2 When judgment on the interlocutory
process was delivered, the respondents/plaintiffs (“Westbury”) gave
notice of an
application for an order that costs be assessed on the indemnity
basis. Because I was about to enter upon long leave, that application
was
listed for hearing on 13 September 2007. The application was pursued on that
occasion.
3 In contending that the costs awarded against the Miltonbrook
parties as unsuccessful applicants should be assessed on the indemnity
basis,
Westbury relied wholly on a letter sent by its solicitors to the solicitors for
the Miltonbrook parties shortly after the
interlocutory process was served.
After pointing out that Westbury had acted upon orders obtained by it from the
court on 5 March
2007 (which, as I have said, included an order s.601AH of the
Corporations Act 2001 (Cth) that Australian Securities and Investments
Commission reinstate the registration of Churnwood Holdings Pty Ltd) and that
the
reinstatement of registration of Churnwood Holdings Pty Ltd had been
completed, Westbury’s solicitors said:
“We are instructed to
oppose your interlocutory application. We are of the opinion that your
client’s application has
neither merit nor any standing to bring the
application in the first place because the orders have already been made. The
proper
course by [sic] Notice of appeal to the Court of Appeal.
Our
client complied with Section 601AH of the Corporations Act. The Court was
satisfied that the components required by that Section were met. The matters
you seek to raise are those which ought
to be argued in the substantive matter
in Equity. You should note that proceedings have been issued in the Supreme
Court Equity
Division in the form of the draft Statement of Claim that was
provided to you prior to Christmas. In that draft document provided
at that
time you will have noted it was at all times our client’s intention to
have Churnwood Holdings Pty Limited reinstated.

# # #

# [WRITTEN TASK 1]
Count the lines in the records that contain the word "instance", and give only that number.

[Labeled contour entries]
# # #

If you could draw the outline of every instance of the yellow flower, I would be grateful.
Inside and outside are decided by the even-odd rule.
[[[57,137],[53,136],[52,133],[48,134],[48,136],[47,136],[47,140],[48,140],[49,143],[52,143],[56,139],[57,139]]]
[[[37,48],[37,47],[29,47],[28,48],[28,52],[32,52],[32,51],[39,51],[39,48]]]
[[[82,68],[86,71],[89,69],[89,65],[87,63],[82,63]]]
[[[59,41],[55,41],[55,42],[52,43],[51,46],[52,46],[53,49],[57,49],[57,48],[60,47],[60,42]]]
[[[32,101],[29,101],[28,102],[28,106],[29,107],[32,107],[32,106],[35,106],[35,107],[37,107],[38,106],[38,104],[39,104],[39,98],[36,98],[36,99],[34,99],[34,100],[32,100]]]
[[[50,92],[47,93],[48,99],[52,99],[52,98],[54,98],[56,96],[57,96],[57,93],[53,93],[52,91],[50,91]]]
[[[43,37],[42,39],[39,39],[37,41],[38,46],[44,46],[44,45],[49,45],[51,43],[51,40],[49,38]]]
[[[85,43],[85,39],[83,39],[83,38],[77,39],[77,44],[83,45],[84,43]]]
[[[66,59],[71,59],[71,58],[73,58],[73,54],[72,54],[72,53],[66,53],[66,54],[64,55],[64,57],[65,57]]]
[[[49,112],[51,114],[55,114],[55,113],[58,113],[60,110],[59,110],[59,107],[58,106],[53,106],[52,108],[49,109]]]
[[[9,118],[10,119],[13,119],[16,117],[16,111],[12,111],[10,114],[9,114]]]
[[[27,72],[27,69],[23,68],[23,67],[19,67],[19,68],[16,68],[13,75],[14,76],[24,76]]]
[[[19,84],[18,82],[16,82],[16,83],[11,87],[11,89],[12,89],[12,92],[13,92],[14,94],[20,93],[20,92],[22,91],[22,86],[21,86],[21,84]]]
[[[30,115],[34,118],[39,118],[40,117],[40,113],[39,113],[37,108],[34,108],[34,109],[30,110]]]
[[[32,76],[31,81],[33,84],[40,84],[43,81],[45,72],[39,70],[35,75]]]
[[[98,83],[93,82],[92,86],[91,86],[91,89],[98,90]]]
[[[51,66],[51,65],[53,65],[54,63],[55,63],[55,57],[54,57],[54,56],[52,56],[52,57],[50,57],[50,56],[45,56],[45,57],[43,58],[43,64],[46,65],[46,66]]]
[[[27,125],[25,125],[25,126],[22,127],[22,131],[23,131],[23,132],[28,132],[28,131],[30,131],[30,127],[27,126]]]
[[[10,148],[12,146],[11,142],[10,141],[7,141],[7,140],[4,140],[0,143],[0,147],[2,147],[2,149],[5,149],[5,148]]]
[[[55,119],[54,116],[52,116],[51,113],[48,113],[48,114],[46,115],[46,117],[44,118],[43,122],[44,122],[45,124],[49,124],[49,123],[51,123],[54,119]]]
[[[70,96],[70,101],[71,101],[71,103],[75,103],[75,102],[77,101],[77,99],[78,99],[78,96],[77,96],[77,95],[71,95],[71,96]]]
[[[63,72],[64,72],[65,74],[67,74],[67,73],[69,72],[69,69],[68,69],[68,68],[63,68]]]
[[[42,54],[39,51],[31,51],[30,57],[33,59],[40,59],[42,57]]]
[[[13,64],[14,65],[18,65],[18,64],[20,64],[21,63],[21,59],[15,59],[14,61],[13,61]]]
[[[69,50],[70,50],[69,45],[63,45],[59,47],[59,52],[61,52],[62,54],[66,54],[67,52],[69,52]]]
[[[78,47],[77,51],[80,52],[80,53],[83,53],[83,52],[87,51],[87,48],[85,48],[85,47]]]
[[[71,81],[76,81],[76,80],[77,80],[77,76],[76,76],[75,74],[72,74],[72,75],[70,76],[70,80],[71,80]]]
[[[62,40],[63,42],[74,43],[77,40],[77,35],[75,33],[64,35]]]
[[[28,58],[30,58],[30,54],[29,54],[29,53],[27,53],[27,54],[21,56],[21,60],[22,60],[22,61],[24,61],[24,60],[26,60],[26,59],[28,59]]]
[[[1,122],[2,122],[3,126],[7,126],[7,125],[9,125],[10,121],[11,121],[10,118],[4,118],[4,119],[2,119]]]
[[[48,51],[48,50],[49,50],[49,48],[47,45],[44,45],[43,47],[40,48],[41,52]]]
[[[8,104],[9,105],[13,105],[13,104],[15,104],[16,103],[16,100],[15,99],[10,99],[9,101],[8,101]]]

# # #

# [WRITTEN TASK 2]
Answer these questions from the judgment excerpt:
(a) On what date was the application for indemnity costs listed for hearing?
(b) On what date did Westbury obtain orders from the court?
(c) Which company's registration was ordered to be reinstated?

# [WORKED ANSWER 1]
1

# [WORKED ANSWER 2]
(a) 13 September 2007
(b) 5 March 2007
(c) Churnwood Holdings Pty Ltd